§ Given exercise: Rewrite all of the material below, replacing each "instance" with "occurrence" and leaving everything else unchanged. Omit the pictures from your answer.

Pointing dataset records:
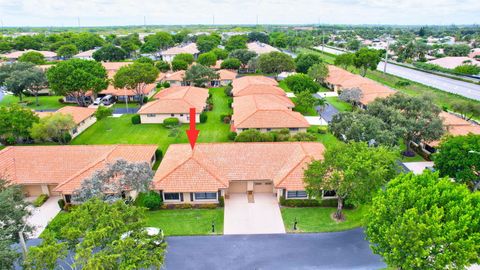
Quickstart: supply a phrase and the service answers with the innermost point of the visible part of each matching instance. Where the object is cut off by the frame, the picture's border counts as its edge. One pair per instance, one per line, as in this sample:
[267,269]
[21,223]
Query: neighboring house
[86,55]
[266,113]
[83,117]
[175,102]
[339,79]
[13,56]
[212,170]
[452,62]
[455,126]
[169,54]
[59,170]
[113,67]
[225,77]
[261,48]
[132,95]
[176,78]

§ In response:
Quickstart: supply a phrase and the service answers with the innermost point of the visible part of each matching occurrence. Where the object is cut off by the frame, the picture's border counts as its edge. One pair per occurrence, one per line, as in this sample:
[267,269]
[21,223]
Query: neighboring house
[86,55]
[266,113]
[83,117]
[175,102]
[339,79]
[13,56]
[212,170]
[452,62]
[455,126]
[169,54]
[59,170]
[113,67]
[225,77]
[261,48]
[132,95]
[176,78]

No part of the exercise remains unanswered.